Short problem: Rewrite everything from the line containing "TARGET: horse's nostril" down to the end of the entries, keeping the requests as they are, but scale every coordinate in the answers by 0.25 and round each result to a whole number, with halves rounded up. Give only these lines.

Records for processing:

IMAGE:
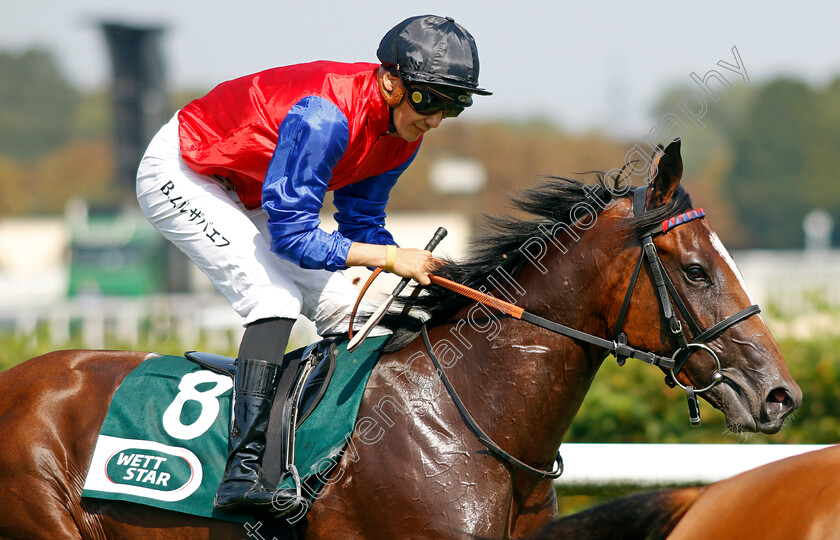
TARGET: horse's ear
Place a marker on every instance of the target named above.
(665, 174)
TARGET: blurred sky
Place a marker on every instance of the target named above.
(582, 65)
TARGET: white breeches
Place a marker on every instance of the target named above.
(230, 244)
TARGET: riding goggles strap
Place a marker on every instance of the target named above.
(427, 101)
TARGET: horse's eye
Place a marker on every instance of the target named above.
(695, 272)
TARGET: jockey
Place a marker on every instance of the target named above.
(237, 179)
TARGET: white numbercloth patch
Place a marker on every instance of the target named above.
(122, 455)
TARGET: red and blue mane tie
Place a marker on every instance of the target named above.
(668, 224)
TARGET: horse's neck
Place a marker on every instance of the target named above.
(523, 382)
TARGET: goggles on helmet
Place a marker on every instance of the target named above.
(426, 100)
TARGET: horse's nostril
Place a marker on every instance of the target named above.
(779, 395)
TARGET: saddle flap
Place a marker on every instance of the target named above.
(318, 380)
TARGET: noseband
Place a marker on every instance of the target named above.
(665, 294)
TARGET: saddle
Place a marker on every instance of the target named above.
(313, 367)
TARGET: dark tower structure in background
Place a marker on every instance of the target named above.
(115, 251)
(138, 95)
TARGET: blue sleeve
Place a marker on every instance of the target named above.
(311, 139)
(361, 207)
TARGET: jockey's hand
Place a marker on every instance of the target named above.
(416, 264)
(407, 262)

Task answer:
TARGET: horse's nostril
Place a marker on every instance of the target named above.
(195, 99)
TARGET: saddle flap
Place a marker on every instance of the target named above.
(80, 95)
TARGET: noseband
Place a marker on every instance of the target named above.
(166, 74)
TARGET: saddle
Place a marker on every instance of the target named above.
(78, 92)
TARGET: dark tower structure in background
Place a marker on every instance of the target named above.
(29, 63)
(35, 24)
TARGET: blue sleeve
Place a marker on every instance of the target named above.
(78, 35)
(90, 52)
TARGET: jockey's hand
Place a marker on every instance of the target named above.
(104, 66)
(102, 66)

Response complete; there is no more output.